Using the data below, work out how many lines contain the word "positive", then state that number without comment.
(Beginning of Data to process)
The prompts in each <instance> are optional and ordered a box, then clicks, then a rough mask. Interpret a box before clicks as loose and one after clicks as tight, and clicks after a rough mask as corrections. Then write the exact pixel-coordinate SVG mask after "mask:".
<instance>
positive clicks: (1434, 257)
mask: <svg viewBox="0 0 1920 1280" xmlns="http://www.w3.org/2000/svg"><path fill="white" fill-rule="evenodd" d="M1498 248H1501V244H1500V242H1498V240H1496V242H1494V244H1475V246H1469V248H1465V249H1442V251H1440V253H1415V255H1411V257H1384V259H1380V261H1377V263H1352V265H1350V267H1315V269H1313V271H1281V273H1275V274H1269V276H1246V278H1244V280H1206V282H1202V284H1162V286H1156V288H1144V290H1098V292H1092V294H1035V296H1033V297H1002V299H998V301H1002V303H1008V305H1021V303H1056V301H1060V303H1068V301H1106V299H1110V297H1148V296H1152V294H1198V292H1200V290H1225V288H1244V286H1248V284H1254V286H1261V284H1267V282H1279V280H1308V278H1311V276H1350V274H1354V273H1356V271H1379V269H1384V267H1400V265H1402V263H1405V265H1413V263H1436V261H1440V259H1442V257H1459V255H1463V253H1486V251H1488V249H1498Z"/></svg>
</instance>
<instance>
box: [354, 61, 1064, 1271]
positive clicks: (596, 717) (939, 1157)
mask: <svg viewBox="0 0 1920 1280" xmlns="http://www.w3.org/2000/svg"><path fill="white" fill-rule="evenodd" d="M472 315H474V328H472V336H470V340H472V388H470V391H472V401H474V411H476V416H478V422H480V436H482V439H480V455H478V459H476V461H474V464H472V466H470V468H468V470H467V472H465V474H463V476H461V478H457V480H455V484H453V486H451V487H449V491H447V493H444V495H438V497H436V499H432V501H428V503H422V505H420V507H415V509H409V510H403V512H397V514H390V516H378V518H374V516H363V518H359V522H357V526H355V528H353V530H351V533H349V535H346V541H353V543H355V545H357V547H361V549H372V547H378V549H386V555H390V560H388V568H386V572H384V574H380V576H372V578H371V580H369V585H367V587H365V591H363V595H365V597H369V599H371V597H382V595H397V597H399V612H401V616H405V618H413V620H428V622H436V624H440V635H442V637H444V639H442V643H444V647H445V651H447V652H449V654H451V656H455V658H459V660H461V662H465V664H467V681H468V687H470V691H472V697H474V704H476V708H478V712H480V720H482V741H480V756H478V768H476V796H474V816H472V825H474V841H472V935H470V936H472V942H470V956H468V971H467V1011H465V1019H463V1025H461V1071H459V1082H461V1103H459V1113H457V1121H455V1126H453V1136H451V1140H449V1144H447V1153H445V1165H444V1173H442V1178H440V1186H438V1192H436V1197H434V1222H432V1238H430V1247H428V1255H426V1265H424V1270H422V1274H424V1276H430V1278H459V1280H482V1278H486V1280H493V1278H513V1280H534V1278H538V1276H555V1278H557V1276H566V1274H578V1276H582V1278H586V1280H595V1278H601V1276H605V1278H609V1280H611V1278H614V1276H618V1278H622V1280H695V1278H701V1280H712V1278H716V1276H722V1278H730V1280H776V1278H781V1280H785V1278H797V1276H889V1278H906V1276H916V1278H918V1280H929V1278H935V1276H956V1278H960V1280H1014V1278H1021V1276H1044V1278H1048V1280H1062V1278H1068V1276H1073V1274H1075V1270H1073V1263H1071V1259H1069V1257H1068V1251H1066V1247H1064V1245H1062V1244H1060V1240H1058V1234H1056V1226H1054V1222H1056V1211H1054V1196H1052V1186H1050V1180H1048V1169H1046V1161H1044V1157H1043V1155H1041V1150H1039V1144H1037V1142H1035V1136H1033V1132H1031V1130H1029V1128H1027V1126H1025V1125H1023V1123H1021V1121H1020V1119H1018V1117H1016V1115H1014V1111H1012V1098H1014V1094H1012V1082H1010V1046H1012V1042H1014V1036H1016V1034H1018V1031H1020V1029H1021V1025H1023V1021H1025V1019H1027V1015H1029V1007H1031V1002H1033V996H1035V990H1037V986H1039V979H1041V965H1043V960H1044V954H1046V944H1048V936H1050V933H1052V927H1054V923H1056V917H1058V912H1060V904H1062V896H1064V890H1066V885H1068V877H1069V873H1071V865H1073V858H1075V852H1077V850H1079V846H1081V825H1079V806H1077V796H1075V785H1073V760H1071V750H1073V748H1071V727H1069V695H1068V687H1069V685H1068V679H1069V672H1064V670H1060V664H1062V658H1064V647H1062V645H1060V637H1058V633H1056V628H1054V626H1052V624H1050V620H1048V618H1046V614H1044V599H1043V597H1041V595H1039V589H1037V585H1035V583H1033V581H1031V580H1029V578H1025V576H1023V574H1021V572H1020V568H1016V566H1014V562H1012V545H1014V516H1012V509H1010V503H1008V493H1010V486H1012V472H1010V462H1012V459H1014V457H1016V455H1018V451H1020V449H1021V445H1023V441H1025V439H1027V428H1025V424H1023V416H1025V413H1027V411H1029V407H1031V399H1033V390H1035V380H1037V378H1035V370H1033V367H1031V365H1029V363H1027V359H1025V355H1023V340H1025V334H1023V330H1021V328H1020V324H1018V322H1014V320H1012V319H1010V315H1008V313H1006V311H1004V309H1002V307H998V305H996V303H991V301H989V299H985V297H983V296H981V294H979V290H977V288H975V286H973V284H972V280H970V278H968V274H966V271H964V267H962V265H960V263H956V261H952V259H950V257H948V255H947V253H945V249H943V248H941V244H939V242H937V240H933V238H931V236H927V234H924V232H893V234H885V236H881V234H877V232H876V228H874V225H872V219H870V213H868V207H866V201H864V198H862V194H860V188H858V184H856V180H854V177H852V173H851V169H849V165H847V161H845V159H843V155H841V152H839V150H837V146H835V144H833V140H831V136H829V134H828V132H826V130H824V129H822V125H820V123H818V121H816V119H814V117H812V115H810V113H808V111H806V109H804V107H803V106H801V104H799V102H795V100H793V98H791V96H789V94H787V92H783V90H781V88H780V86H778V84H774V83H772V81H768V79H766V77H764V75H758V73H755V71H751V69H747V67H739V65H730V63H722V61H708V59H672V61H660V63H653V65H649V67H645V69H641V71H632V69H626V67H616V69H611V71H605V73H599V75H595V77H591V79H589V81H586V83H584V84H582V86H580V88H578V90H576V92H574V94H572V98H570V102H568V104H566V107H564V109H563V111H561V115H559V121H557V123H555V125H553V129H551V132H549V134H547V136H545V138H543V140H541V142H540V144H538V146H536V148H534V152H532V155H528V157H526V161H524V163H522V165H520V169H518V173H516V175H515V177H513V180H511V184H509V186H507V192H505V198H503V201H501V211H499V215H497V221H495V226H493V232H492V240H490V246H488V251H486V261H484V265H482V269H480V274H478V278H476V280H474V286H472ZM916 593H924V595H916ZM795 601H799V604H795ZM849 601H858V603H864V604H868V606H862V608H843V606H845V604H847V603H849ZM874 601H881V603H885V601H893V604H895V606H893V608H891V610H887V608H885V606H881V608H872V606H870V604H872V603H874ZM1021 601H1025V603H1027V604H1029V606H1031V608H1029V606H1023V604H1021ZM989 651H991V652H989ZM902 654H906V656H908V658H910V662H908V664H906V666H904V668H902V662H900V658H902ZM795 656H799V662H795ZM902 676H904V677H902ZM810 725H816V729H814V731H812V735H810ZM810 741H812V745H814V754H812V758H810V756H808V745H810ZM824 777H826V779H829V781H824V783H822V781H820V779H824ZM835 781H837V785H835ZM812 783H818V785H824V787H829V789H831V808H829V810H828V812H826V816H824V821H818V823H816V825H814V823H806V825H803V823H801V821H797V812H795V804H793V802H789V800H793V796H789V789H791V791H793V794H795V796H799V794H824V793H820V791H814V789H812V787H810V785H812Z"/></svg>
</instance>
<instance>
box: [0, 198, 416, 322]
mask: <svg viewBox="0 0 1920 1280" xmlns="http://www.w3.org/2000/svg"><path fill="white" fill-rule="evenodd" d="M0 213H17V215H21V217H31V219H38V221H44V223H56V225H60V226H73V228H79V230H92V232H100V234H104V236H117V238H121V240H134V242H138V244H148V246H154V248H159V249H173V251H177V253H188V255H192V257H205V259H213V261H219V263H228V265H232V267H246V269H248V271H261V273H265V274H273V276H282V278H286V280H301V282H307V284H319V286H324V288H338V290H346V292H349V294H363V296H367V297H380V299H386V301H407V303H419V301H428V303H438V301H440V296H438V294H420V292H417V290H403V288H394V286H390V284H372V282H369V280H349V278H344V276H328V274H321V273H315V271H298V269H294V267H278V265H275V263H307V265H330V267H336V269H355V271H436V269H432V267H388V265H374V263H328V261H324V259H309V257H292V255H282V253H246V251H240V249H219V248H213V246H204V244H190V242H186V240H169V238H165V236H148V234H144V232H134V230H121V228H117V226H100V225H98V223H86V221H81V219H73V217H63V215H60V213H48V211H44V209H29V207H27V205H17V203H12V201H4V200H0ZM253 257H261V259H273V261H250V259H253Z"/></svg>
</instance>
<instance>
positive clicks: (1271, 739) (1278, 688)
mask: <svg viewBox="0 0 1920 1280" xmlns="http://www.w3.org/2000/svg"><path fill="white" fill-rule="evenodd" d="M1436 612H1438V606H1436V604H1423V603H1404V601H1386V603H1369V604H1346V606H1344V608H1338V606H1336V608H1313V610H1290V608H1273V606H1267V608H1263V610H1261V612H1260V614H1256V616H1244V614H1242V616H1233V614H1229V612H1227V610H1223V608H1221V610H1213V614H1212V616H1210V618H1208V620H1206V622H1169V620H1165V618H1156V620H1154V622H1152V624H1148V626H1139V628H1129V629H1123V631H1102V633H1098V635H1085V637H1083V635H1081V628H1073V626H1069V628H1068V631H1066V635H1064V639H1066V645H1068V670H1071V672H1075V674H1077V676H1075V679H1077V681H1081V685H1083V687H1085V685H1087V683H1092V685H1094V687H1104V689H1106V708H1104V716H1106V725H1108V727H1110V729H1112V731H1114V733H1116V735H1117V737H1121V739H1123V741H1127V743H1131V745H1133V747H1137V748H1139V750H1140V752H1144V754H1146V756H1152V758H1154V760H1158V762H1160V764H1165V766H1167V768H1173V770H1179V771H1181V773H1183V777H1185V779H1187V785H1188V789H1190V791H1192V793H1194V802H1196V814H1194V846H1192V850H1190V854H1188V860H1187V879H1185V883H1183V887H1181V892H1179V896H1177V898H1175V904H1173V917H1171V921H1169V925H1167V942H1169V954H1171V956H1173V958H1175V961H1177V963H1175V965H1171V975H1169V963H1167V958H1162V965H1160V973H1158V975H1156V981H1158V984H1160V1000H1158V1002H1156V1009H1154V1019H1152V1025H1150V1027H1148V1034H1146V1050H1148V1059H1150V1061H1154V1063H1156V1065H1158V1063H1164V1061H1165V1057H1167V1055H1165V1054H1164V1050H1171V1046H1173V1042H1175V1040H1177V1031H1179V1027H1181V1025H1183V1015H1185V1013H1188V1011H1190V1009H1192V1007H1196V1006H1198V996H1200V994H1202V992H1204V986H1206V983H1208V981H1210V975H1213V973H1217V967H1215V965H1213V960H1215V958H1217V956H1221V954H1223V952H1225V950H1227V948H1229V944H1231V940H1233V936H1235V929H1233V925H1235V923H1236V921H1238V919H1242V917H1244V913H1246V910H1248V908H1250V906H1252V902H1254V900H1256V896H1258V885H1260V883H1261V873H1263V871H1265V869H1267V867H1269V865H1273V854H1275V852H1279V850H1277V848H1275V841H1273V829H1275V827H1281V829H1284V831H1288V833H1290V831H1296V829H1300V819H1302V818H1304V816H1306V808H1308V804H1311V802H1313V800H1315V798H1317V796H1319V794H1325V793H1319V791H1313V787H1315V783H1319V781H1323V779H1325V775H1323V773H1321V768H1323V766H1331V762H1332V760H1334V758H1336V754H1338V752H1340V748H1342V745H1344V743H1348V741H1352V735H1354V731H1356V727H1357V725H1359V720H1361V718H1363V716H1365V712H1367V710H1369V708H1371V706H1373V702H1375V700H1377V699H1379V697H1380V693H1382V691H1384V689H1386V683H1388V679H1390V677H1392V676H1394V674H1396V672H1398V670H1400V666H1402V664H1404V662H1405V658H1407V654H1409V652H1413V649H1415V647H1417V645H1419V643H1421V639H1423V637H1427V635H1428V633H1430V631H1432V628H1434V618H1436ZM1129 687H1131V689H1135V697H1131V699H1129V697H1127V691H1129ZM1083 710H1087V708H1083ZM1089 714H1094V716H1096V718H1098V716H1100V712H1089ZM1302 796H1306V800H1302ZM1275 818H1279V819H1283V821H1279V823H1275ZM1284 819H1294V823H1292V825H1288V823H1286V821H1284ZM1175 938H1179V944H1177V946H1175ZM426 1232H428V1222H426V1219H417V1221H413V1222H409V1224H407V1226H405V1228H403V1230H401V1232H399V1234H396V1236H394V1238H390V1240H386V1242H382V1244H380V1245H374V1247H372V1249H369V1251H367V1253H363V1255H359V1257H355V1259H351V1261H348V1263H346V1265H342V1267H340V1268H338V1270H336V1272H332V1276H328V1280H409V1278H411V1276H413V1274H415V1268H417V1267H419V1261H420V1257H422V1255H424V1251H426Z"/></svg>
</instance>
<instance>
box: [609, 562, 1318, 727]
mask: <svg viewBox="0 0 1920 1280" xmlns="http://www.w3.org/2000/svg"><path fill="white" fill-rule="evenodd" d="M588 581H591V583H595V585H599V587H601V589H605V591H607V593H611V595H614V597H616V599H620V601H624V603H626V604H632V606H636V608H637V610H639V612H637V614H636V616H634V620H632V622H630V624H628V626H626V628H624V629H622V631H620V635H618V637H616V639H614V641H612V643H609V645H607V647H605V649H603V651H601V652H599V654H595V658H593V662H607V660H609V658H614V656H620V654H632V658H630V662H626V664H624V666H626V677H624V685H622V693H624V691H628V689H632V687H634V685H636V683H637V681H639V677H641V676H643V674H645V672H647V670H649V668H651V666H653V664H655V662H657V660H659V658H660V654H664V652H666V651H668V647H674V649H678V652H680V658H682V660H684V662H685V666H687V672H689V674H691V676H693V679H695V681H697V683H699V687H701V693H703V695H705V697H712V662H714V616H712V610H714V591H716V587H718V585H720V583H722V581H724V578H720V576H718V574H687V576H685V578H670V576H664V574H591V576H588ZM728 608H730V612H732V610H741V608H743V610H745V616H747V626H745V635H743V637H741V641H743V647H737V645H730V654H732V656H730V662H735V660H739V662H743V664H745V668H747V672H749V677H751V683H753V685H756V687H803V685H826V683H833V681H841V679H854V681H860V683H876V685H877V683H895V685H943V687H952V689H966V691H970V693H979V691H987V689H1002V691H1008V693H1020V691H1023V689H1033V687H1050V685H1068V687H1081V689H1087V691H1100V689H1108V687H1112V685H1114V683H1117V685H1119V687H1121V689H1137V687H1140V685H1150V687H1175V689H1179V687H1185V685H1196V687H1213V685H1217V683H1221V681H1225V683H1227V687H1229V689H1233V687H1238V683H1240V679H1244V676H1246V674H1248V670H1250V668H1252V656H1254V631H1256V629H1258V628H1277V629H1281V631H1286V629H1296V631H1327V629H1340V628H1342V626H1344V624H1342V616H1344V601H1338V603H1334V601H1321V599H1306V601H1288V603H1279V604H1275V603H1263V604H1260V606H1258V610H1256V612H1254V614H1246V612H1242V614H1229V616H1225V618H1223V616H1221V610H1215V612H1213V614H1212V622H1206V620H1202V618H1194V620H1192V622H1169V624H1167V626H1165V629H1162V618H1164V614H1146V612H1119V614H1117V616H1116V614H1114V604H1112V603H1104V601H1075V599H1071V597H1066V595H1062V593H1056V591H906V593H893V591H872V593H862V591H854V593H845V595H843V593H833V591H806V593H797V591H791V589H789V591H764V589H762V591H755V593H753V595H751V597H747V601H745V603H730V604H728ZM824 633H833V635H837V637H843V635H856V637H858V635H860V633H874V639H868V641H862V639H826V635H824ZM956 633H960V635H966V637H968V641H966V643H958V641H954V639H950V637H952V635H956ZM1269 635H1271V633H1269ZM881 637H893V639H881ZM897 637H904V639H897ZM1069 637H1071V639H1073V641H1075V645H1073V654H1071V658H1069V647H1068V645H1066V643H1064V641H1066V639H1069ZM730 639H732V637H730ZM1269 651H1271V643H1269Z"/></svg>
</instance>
(End of Data to process)
Written solution:
3